• Complete the following:
a) In the text on IFC data workflows, how are properties or entities that aren't common parts of the data model added in the semi-automatic workflow?
b) Continue the text on IFC data workflows from its last sentence.

• Page:
2.3.2. Utilized IFC Data Structure and Semi-Automatic Workflow

A semi-automatic workflow (Figure 3) uses calculations and analysis outside the data model in specific calculation software and tools, but the information needed for the assessment is exported in a predefined structure and can be automatically imported into the calculation software. Model data can be exported straight from the native model to the calculation tool in case the calculation software can read the data directly. This allows keeping the original data quality from the model. The model data from the native model can be exported in IFC format and then imported through the utilized database (e.g., .xls, .csv) or directly to the calculation software. Particular property or property sets and/or entities that are not common parts of the data model can be manually added in the calculation software. The results of the calculation and assessment can be uploaded back to the native model automatically in case of nongraphical information using sufficient data bridge or manually in case of graphical information. In the case of semi-automatic workflow, the time-consuming and manual part of the assessment process still remains, but communication processes and data exchange are efficient, and the risks of errors decrease.

2.3.3. Highly Structured Model Data and Fully Automatic Workflow

The fully automated workflow (Figure 4) uses calculations and analysis as an integral part of the software for data modeling (as a plug-in calculation module) or as an independent calculation software and uses model data for calculations and analysis. External data input, if needed, is inserted automatically and directly to the model or as boundary conditions for the calculations. The calculation algorithms are prepared in the software (as an integral part or as a third-party plug-in), and they are calculated or analyzed in the model as well. As in the previous case, the results of the calculation and assessment can be uploaded back to the native model automatically in case of nongraphical information using sufficient data bridge or manually in case of graphical information.

In this case, a high-level model data structure is needed. All modeled data are general and usable for other purposes, e.g., housing unit area quantities, housing unit quantities, etc. Assessment calculations are generated automatically. The main advantage is that in case of any design change, information take-off, calculation, and assessment are automatically generated in real-time with minimized risk of errors and misunderstandings, allowing efficient optimization of the designed building.

This approach requires powerful HW, on the one hand, and continues software maintenance and control according to changing standards, legislation, software version, etc.

• Dataset rows on where objects appear:
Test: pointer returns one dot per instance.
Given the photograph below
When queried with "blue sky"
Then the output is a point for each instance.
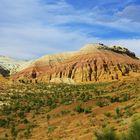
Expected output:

• Exercise responses:
a) They are added manually in the calculation software.

b)
2.4. Data Structure of SBToolCZ

2.4.1. SBToolCZ

To set up the architecture of the data model of the building, it is necessary to understand the data structure of the assessment methodology. This section describes the data structure of the Czech national assessment methodology SBToolCZ for sustainable and complex building quality assessment. The data structure of SBToolCZ is, in general, very similar to other assessment methods, such as LEED and BREEAM. Therefore, the approach of using data structures analysis can also be used for other assessment methods [37]. Data analysis was carried out on the assessment version for residential buildings.

SBToolCZ [40] is a national sustainability rating system developed for the Czech Republic that respects local building tradition, the social and economic environment, and its specifics. SBToolCZ is based on a generic framework SBTool (Sustainable Building Tool) for evaluating the sustainable performance of buildings, and projects developed by iiSBE (International Initiative for a Sustainable Built Environment) have been available on the market since 2010.

Currently, four certification schemes for new buildings in the design phase have been developed according to building purposes: office buildings, residential buildings, family houses, and schools. The assessment framework for kindergartens is in progress, along with adjustments of current schemes for other project phases such as the operation (in use) phase and refurbishment (renovation).

Criteria for assessing the built environment are divided into groups: environmental, economic, and management criteria, plus the location of the building, including social criteria. Each criterion has an algorithm for setting up the indicator value, i.e., they are weighted according to importance. Criteria also differ according to the phase of the life cycle of a building (design, start of operation, operation).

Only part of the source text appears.